Start

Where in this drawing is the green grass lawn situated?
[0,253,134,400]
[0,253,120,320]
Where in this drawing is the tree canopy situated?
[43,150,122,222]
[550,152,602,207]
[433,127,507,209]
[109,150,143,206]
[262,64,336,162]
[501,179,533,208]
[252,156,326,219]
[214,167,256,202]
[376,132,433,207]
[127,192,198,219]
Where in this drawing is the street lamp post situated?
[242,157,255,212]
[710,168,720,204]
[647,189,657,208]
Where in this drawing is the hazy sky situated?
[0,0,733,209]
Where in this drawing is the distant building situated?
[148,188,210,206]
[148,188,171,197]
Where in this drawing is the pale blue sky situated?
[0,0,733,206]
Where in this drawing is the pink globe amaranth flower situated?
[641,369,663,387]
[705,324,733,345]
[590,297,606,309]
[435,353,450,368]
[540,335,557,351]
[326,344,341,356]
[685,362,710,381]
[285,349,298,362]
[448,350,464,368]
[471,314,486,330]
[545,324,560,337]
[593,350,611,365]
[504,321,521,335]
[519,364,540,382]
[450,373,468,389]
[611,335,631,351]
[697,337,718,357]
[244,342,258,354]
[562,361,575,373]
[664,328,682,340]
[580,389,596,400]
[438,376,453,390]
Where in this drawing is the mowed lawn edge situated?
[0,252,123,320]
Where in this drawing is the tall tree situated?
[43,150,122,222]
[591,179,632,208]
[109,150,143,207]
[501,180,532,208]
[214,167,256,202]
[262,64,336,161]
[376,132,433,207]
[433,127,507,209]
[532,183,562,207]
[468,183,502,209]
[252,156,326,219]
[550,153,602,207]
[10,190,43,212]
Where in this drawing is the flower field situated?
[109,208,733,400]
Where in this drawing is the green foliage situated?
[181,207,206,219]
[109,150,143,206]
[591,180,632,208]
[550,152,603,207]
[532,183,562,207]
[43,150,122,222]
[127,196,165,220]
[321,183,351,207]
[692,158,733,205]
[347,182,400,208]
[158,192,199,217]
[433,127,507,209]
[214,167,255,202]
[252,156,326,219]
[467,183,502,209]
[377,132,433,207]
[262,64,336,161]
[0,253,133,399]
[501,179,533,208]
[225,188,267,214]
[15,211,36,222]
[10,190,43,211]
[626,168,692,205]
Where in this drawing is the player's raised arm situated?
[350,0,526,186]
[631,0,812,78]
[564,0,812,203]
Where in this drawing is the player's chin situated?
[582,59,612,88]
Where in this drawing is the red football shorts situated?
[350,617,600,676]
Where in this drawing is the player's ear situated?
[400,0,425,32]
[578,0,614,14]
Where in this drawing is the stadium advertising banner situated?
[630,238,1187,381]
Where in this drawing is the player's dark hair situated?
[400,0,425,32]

End

__THE PROBLEM__:
Rewrite all of the items above, replacing "situated" with "located" and leaving everything else unchanged.

__WRITTEN ANSWER__:
Where in this drawing is the green grass lawn located?
[0,253,134,400]
[0,253,120,320]
Where in this drawing is the tree canopy located?
[43,150,122,222]
[550,152,602,207]
[433,127,507,209]
[109,150,143,206]
[262,64,336,162]
[501,179,533,208]
[252,156,326,219]
[214,167,256,202]
[376,132,433,207]
[127,192,198,219]
Where in this drawing is the street lamp post located?
[242,157,255,212]
[710,168,720,204]
[647,189,657,208]
Where in this drawing is the hazy sky located?
[0,0,733,209]
Where in this drawing is the distant building located?
[148,188,210,206]
[148,188,171,197]
Where in this drawing is the pale blue sky located?
[0,0,733,206]
Where in this drawing is the pink globe amaranth flower located?
[641,369,663,387]
[705,324,733,345]
[590,297,606,309]
[435,353,450,368]
[540,335,557,351]
[326,344,341,356]
[685,362,710,381]
[285,349,298,362]
[448,350,464,368]
[471,314,486,330]
[545,324,560,337]
[593,350,611,365]
[504,321,521,335]
[519,364,540,382]
[450,373,468,389]
[611,335,631,351]
[697,337,718,357]
[244,342,258,354]
[562,361,575,373]
[664,328,682,340]
[580,389,596,400]
[438,376,453,390]
Where in this drawing is the mowed lawn edge located?
[0,252,123,320]
Where in this drawing is the tall tree located?
[43,150,122,222]
[591,179,632,208]
[109,150,143,207]
[501,180,532,208]
[214,167,256,202]
[262,64,336,161]
[376,132,433,207]
[433,127,507,209]
[532,183,562,207]
[468,183,502,209]
[252,156,326,219]
[550,153,602,207]
[10,190,43,212]
Where in this drawing is the flower field located?
[109,208,733,400]
Where in this drawing is the green foliage located?
[181,207,206,219]
[109,150,143,206]
[591,180,632,208]
[550,152,603,207]
[532,183,562,207]
[43,150,122,222]
[127,196,165,220]
[321,183,351,207]
[692,158,733,205]
[347,182,400,208]
[158,192,199,217]
[433,127,507,209]
[214,167,255,202]
[252,156,326,219]
[467,183,502,209]
[377,132,433,207]
[262,64,336,161]
[0,253,133,399]
[501,179,533,208]
[225,188,267,214]
[15,211,36,222]
[10,190,43,211]
[626,168,692,205]
Where in this drawing is the player's raised arm located?
[350,0,526,186]
[631,0,812,78]
[564,0,812,203]
Where in this drawing is the player's chin located?
[582,59,612,88]
Where in this drawing is the red football shorts located?
[350,617,600,676]
Where in this drawing is the player's ear located?
[400,0,425,32]
[578,0,614,14]
Where in this drawing is the stadium advertising banner located?
[630,238,1187,381]
Where in this drawing is the player's dark hair located?
[400,0,425,32]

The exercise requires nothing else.